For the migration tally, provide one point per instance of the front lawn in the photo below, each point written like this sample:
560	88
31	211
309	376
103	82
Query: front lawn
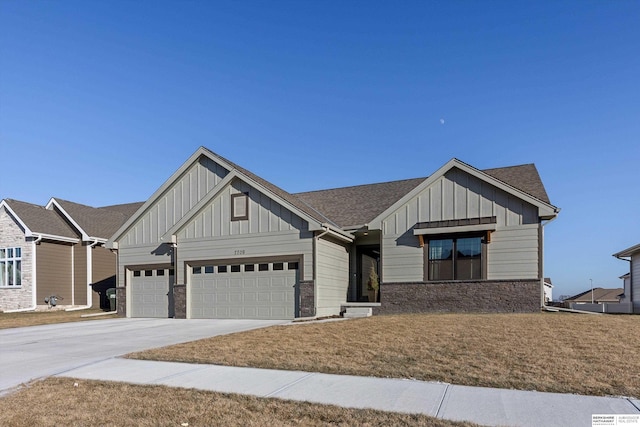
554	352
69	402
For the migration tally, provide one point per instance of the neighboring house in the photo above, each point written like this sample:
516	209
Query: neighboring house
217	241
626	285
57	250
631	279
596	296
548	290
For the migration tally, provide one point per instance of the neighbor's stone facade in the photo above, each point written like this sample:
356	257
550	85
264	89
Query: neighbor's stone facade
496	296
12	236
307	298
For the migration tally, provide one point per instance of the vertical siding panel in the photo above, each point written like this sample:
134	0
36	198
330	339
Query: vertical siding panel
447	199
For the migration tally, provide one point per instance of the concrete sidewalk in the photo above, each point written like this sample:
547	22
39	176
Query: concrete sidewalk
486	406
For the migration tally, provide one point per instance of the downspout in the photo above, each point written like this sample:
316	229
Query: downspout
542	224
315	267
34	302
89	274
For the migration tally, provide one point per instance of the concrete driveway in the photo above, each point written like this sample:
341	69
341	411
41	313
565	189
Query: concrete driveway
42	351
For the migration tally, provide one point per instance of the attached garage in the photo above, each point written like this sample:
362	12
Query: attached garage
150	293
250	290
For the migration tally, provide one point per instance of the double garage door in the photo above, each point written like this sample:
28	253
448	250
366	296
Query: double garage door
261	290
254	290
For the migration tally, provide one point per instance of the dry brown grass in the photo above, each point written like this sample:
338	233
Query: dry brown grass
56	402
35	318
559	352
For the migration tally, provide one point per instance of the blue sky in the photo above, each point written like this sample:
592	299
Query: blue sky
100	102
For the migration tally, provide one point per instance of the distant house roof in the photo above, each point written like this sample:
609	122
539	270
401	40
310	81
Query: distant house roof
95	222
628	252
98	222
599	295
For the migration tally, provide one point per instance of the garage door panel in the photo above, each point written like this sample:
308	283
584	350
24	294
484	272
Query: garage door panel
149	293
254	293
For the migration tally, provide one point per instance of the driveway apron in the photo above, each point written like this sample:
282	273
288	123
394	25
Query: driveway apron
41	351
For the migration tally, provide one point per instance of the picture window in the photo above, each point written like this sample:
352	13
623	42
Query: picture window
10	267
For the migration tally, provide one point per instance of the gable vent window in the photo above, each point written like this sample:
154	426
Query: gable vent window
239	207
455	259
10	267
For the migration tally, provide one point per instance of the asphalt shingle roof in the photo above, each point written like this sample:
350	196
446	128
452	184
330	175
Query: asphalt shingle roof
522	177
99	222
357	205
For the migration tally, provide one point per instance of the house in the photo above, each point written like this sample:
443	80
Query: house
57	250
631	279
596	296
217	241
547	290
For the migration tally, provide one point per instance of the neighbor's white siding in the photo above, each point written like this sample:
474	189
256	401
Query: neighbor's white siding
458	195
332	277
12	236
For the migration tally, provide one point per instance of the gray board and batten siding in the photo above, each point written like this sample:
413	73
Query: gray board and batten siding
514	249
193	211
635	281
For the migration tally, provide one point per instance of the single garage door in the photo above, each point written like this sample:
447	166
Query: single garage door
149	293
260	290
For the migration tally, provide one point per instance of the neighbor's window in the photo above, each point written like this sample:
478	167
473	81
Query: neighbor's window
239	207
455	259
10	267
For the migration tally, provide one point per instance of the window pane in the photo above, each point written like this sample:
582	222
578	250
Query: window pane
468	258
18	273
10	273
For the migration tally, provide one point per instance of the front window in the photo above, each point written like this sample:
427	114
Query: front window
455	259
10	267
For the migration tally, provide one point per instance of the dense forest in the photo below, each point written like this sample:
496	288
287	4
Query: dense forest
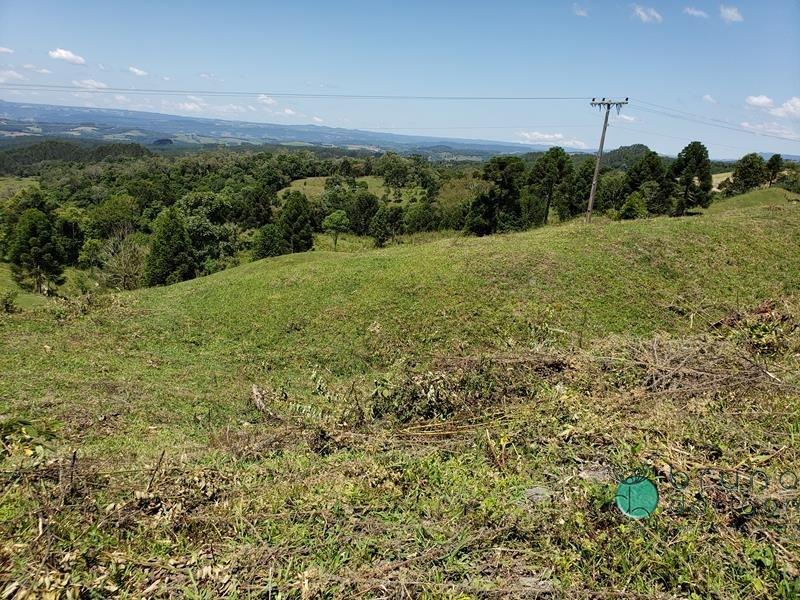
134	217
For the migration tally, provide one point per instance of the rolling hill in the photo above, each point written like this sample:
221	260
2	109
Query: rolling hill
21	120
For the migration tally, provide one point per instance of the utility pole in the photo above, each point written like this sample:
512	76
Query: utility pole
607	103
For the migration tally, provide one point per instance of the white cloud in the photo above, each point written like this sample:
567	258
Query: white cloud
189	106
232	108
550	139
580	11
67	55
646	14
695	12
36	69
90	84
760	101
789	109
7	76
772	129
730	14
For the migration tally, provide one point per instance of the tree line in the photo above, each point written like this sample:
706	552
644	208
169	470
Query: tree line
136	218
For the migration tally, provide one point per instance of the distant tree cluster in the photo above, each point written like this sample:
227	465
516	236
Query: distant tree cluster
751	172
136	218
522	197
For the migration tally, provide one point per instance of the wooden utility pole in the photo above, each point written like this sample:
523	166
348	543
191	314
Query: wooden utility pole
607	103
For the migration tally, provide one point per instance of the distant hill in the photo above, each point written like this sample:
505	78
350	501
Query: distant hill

◆ ◆ ◆ ◆ ◆ ◆ ◆

WHAT IS REQUIRED:
Work out how many lines in the listing contain "below", then write down that number and nothing else.

EXERCISE RESPONSE:
2